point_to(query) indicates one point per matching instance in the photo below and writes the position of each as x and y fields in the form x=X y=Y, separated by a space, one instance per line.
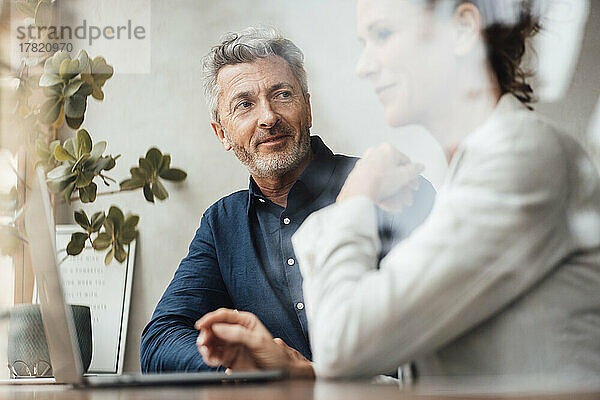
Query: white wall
x=166 y=108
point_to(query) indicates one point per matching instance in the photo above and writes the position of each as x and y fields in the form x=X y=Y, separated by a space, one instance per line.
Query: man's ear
x=308 y=110
x=220 y=133
x=467 y=28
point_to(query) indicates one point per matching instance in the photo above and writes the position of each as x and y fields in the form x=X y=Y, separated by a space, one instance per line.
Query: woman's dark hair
x=505 y=39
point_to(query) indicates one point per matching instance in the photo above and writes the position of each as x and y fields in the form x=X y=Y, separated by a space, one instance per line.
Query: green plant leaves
x=72 y=81
x=99 y=73
x=77 y=243
x=80 y=162
x=152 y=168
x=119 y=231
x=102 y=242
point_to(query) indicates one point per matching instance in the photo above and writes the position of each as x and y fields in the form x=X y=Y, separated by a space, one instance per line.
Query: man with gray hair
x=241 y=256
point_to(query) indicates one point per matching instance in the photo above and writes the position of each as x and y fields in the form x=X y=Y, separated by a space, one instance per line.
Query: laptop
x=58 y=321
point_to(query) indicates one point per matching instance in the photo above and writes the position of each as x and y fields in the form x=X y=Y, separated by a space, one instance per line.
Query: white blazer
x=503 y=278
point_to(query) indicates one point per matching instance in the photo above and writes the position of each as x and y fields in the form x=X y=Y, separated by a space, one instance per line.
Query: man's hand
x=385 y=175
x=239 y=341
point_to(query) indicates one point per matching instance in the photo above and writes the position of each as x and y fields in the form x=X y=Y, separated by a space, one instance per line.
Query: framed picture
x=106 y=290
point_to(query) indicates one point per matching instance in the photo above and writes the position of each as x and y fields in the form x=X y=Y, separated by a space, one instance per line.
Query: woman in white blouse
x=503 y=279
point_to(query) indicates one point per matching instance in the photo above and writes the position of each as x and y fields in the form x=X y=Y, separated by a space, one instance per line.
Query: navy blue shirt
x=242 y=257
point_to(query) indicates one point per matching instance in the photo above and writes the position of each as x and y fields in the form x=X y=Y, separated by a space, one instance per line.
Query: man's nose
x=267 y=117
x=367 y=66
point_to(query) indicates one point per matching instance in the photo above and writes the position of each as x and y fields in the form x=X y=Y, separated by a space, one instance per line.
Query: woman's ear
x=467 y=28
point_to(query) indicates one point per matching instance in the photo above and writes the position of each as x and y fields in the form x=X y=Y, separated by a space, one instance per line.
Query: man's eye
x=382 y=34
x=244 y=105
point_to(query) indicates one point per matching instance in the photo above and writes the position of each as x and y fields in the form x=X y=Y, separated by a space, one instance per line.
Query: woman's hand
x=385 y=175
x=239 y=341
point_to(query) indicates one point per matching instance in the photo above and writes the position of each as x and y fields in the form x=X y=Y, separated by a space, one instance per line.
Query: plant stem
x=76 y=198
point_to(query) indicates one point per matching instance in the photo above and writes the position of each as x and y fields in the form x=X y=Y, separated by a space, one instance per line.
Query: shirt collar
x=313 y=179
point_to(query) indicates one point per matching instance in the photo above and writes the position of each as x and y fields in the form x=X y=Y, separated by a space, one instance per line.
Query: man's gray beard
x=276 y=164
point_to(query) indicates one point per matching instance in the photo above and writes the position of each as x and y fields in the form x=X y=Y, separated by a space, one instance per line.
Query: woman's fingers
x=227 y=316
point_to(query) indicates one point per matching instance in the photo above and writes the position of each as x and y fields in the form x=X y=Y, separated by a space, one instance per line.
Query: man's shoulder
x=344 y=164
x=233 y=204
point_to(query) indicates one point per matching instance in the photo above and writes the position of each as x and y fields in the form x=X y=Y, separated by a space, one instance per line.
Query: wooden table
x=288 y=390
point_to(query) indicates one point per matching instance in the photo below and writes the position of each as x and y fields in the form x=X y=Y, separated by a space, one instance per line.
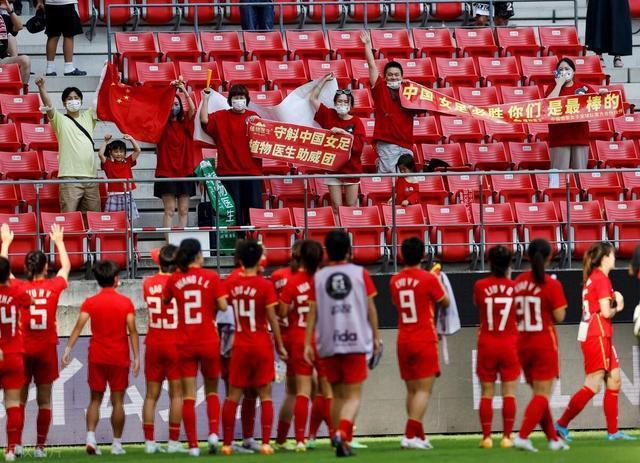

▶ **WRITTEN INSTRUCTION**
Format every line of the items above as a numbered list, with blank lines dropped and the pictures left out.

▶ **SOLUTION TO THIS EXERCISE**
1. point_to(query) indicates one point per matching instance in the photo below and writes the position of each as x and y fields in the form x=X y=Y, separated by a space, one instance per line.
2. Query: white wall
3. x=166 y=108
4. point_to(query) indicates one point per matching instance in the photo above and writes the position of each as x and y fields in the form x=X y=Y, separated by a space, one instance per line.
5. Query: man's ear
6. x=308 y=110
7. x=220 y=133
8. x=467 y=28
9. point_to(query) indicates one point per matching instance in the photo above and writes the position of each as x and y fields in the form x=X y=Y, separated by a space, one instance per line.
10. Query: woman's dark hair
11. x=505 y=39
12. point_to(query) indicates one point per matching instance in the photo above and writes the position of each as x and y fields in the form x=X y=Y, separated by a space, one instance per line.
13. Query: green plant leaves
14. x=72 y=81
15. x=99 y=73
16. x=77 y=243
17. x=80 y=162
18. x=152 y=168
19. x=119 y=231
20. x=102 y=242
21. point_to(query) indicates one point per matching instance in the photo above and writes the position of each as x and y fields in the form x=X y=Y, separated by a space, one instance per line.
22. Query: man with gray hair
23. x=241 y=256
24. point_to(query) indicates one point per matching instance in the photo above and writes the position of each as x and y fields in the form x=X y=Y, separated by a space, one instance per line.
25. Query: laptop
26. x=58 y=321
27. point_to(query) indicates one point per matching instance in the photo above and writes the position of each as x and y fields in the form x=X y=Y, separated by a space, one instance per line.
28. Query: white blazer
29. x=503 y=278
30. point_to(query) indicates one point per matching instance in the photo above and writes the position of each as x and y fields in the form x=X y=Y, separated by a space, one instance per line.
31. Query: man's hand
32. x=385 y=175
33. x=239 y=341
34. point_to(query) indicates one point per matching instance in the photo above and writes the position of each as x and y fields in the form x=X y=Y, separated by a space, one instance per line.
35. Query: framed picture
36. x=106 y=290
37. point_to(query) indicates one point per matching instance in the photo above and writes the position of each as x and y fields in the form x=X y=Y, separated by a space, one instance per line.
38. Query: woman in white blouse
39. x=503 y=279
40. point_to(query) indicates one point per matching instance in the photo above and writes the position of each as x and y fields in the form x=X y=Y, separated by a space, one instance per line.
41. Query: navy blue shirt
42. x=242 y=257
43. point_to(query) indicates one point per matching instance in the photo above and writes the position of each as x and y fields in the form x=X y=Y, separated by a space, one instance per line.
44. Query: man's nose
45. x=267 y=117
46. x=367 y=66
47. point_to(query) indicates one point per matching instance in the photo above and writes the position of each as x and y fields in the form x=X y=Y, separated by a space, one instance per line.
48. Query: woman's ear
49. x=467 y=28
50. point_to(query) indicates one point per matching instance in the photo above and writes the position of each as x and y fields in the form x=X y=Y, separated by a space, one instance per line.
51. Query: man's eye
52. x=382 y=34
53. x=244 y=105
54. point_to(query) indicates one point per matching instance in the photo above and writes the position of each as x and y fields in the form x=X y=Y, separated by a space, one instance per line.
55. Query: woman's hand
56. x=385 y=175
57. x=239 y=341
58. point_to(query) indicates one point per matching instance in the photo above and writes the position of each as x and y fields in the form x=X y=Y, separated by a space, one instance per line.
59. Query: plant stem
60. x=76 y=198
61. point_to(query) indicates one point per matching instance in the photo above and writes the position of each as x and y fields in the form x=X y=Y, separated by a space, one instance per line.
62. Query: shirt collar
63. x=313 y=179
64. point_to(query) indicates one point per matching instance in the photo above and writes the position of each as x and y fields in the form x=X y=Y, separated by a space, one instance per line.
65. Query: man's gray beard
66. x=276 y=164
67. point_to(query) indicates one point per matching instance in the photo above and writes the position of each as x and y fields in the form x=X y=Y, separated by a space, one instance per line.
68. Query: woman's fingers
69. x=227 y=316
70. point_to(query) indicates one point per matching instance in the photo above and writes the position of each as x and y fields in the form x=X y=Y, separated by a space, one instance per line.
71. Query: man's shoulder
72. x=344 y=164
73. x=233 y=204
74. point_to(query) indicates one point per matching instance in the photo above and writes the position of each as x and y fields in the form x=X y=Y, separated by a space, one instance per line.
75. Query: wooden table
76. x=288 y=390
77. point_to(query) indicates one point per matching instance in the photo below and writes the position of each as x and y fields in the form x=X y=Y, separated by a space, one instance per line.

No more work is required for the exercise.